_EXERCÍCIO PROPOSTO 1_.
Reúna todas as linhas dos registros que contenham a palavra "green", levando em conta a distinção entre maiúsculas e minúsculas.

_TEXTO FORNECIDO_.
------------

Reflexão sobre desigualdades cotidianas é central no Dia Internacional de Luta das Mulheres
Letícias, Andreias, Júlias, Patrícias… a participação das mulheres no ambiente acadêmico, ano após ano, vem crescendo no Brasil e mostrando que a universidade, efetivamente, é mais que um substantivo feminino, é lugar de mulher (como qualquer outro espaço onde elas desejam estar).
Mulheres que fazem – com olhar singular e muita competência – ensino, pesquisa e extensão. Na Unicentro, dos 1.249 servidores – somados professores efetivos e colaboradores; agentes concursados e temporários; e assessores -, 659 são mulheres. Isso significa que elas são quase 53% do total. Das 467 pesquisas em andamento nesse ano de 2023, 239 – ou 51% – são propostas por mulheres. Na extensão, dos 322 projetos em desenvolvimento, 215 – isto é, 67% – são liderados por elas.
Professoras que, entre outros assuntos, pesquisam as relações de gênero. Algumas delas, neste 08 de março, Dia Internacional de Luta das Mulheres, foram convidadas a refletir sobre a data, os avanços, retrocessos e desafios impostos, pela sociedade do tempo presente, à mulher.
Alexandra Lourenço é graduada em Ciências Sociais e doutora em Ciências Políticas. Atua como docente do Departamento de História do câmpus Irati desde 2014.
Katia Alexsandra dos Santos é egressa dos cursos de Letras e de Psicologia da Unicentro. Doutora em Ciências, é professora do Departamento de Psicologia desde 2005.
Luciana Rosar Fornazari Klanovicz, docente do Departamento de História do câmpus Santa Cruz da Unicentro desde 2011, é graduada e doutora em História.
Marion Regina Stremel é graduada em História e doutora em Ciências Sociais Aplicadas. Na Unicentro desde 2003, é docente do Departamento de História do câmpus Santa Cruz.
Nádia Maria Guariza é graduada e doutora em História. Na Unicentro atua como professora do Departamento de História do câmpus Irati desde 2014.
Nayara Cristina Bueno concluiu a graduação em Serviço Social, na Unicentro, em 2010. Oito anos depois, retornou a universidade onde atua, desde 2018, como docente do Departamento de Serviço Social. Ela é doutoranda em Ciências Sociais Aplicadas.
Níncia Cecília Borges Teixeira é graduada e doutora em Letras. Ela é professora do Departamento de Letras da Unicentro desde 2012.
Roseméri Moreira é graduada e doutora em História. Formada pela Unicentro, ela é professora do Departamento de História do câmpus Santa Cruz desde 2006.

------------

_EXERCÍCIO PROPOSTO 2_.
Reescreva em forma de lista, no texto sobre o Dia Internacional de Luta das Mulheres, o parágrafo iniciado por "Mulheres que fazem", conservando seus dados principais.

------------

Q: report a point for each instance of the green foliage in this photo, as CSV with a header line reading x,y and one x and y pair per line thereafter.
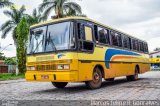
x,y
157,49
2,57
62,8
22,37
5,3
11,25
10,61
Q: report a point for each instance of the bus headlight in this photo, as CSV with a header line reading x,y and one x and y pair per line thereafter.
x,y
31,68
63,67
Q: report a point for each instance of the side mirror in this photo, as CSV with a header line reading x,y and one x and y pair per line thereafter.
x,y
87,46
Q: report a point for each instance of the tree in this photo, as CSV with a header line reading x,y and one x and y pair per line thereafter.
x,y
15,16
22,37
157,49
2,57
4,3
62,8
10,61
34,18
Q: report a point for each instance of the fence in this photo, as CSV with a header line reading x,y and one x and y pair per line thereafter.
x,y
7,68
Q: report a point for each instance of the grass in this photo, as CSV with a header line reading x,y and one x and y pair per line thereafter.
x,y
10,76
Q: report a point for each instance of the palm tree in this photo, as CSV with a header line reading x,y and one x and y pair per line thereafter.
x,y
62,8
15,16
34,18
4,3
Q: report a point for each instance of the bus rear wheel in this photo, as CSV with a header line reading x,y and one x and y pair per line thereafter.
x,y
96,79
59,84
133,77
110,79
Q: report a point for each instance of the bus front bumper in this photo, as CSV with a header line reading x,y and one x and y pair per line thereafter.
x,y
56,76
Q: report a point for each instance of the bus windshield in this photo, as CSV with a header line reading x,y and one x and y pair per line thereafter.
x,y
51,38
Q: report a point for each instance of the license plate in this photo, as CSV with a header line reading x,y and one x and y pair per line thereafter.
x,y
45,77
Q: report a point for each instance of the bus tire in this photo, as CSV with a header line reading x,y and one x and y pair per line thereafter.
x,y
59,84
96,81
110,79
133,77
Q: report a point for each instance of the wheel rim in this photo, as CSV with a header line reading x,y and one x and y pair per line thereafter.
x,y
96,76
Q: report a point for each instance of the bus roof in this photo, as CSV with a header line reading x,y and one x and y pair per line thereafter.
x,y
81,18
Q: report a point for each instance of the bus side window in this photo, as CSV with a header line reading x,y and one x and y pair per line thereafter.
x,y
126,42
141,46
96,33
116,39
81,33
88,33
102,35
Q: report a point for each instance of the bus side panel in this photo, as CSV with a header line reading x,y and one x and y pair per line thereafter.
x,y
88,61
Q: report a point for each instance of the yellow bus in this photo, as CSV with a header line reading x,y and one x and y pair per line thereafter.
x,y
78,49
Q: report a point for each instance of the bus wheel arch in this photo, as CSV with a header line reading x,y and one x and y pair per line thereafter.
x,y
97,75
101,69
138,68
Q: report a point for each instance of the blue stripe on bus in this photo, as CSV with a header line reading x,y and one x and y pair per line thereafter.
x,y
112,52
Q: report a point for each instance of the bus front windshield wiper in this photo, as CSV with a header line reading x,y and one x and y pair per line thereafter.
x,y
49,40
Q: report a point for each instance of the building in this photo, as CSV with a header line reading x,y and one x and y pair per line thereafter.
x,y
155,58
3,67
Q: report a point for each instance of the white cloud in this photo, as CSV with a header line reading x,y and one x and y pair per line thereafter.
x,y
139,18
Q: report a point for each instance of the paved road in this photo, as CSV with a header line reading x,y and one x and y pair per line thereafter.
x,y
147,88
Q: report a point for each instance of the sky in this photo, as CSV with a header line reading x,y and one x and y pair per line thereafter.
x,y
139,18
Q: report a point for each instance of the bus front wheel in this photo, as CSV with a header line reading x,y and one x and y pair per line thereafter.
x,y
133,77
110,79
59,84
96,81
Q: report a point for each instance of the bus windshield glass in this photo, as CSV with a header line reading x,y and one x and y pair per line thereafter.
x,y
51,38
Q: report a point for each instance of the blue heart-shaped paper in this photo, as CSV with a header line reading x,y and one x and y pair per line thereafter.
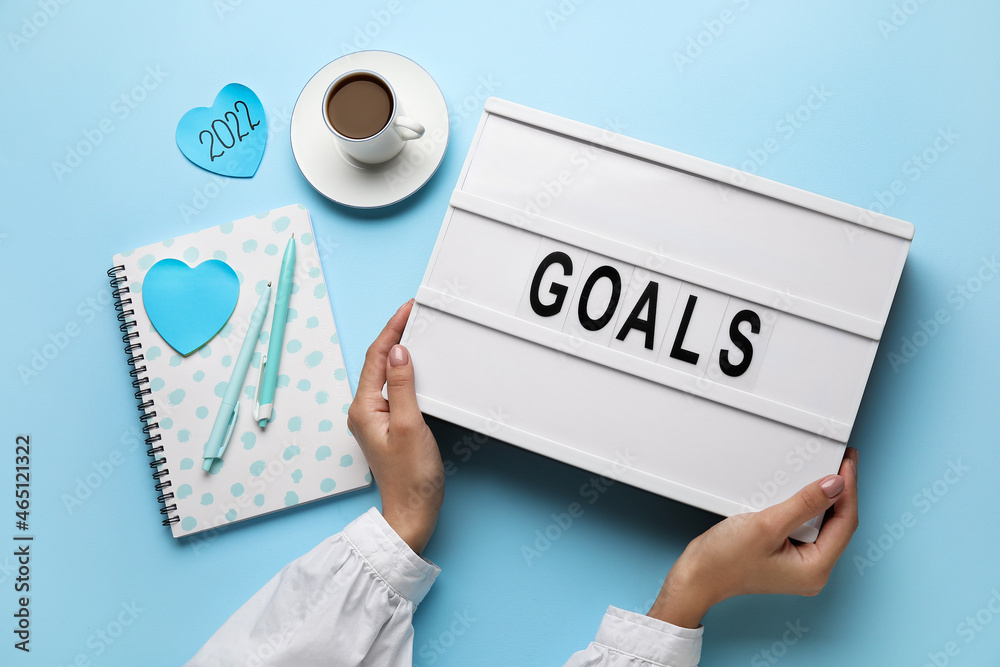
x,y
228,137
189,306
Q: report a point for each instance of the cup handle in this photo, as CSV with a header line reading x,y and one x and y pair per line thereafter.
x,y
407,128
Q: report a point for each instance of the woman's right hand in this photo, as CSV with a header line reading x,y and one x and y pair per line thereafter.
x,y
394,437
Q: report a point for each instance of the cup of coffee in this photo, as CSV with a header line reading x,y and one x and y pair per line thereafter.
x,y
362,111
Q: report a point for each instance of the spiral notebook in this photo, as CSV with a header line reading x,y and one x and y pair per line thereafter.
x,y
306,452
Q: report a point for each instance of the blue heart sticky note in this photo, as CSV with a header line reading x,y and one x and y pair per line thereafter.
x,y
228,137
189,306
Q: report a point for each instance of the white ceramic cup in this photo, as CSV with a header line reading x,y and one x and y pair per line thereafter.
x,y
387,142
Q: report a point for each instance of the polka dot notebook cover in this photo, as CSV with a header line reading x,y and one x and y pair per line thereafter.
x,y
306,451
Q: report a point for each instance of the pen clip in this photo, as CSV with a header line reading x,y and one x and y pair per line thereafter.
x,y
256,397
229,430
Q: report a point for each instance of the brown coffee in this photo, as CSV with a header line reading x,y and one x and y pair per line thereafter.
x,y
359,106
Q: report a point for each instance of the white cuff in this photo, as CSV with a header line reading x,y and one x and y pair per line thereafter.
x,y
649,639
389,557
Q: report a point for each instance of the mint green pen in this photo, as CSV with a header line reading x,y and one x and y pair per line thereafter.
x,y
225,421
267,379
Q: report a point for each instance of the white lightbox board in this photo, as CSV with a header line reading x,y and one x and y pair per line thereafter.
x,y
675,324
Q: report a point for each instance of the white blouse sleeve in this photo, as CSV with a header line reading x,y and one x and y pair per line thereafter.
x,y
627,639
348,602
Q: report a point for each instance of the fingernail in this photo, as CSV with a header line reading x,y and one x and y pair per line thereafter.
x,y
832,486
398,356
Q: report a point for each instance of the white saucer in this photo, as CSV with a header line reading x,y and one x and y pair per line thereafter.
x,y
341,178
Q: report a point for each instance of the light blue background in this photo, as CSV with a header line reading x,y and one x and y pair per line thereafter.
x,y
613,61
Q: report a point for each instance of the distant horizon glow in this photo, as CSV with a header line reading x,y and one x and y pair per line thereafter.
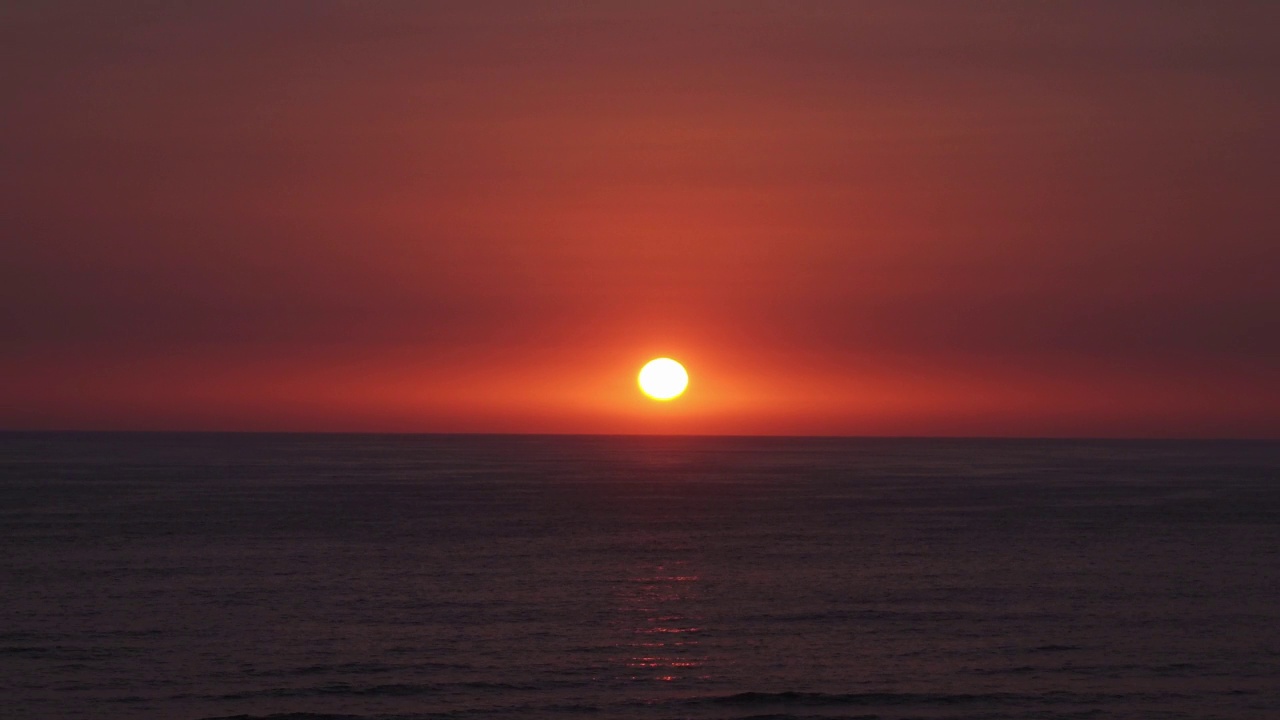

------------

_RESULTADO CORRETO 1_.
Q: report a point for each instance of the green foliage in this photo, as CSV with a header line reading x,y and one x and y pair per line thereafter.
Q: report a point for each instance of the mint green pen in this photo, as CSV with a header line reading x,y and one x and y pair per line thereafter.

_RESULTADO CORRETO 2_.
- As mulheres atuam no ensino, na pesquisa e na extensão com olhar singular e muita competência.
- Na Unicentro, 659 dos 1.249 servidores são mulheres, quase 53% do total. Esse número soma professores efetivos e colaboradores, agentes concursados e temporários e assessores.
- Das 467 pesquisas em andamento em 2023, 239 (51%) são propostas por mulheres.
- Dos 322 projetos de extensão em desenvolvimento, 215 (67%) são liderados por mulheres.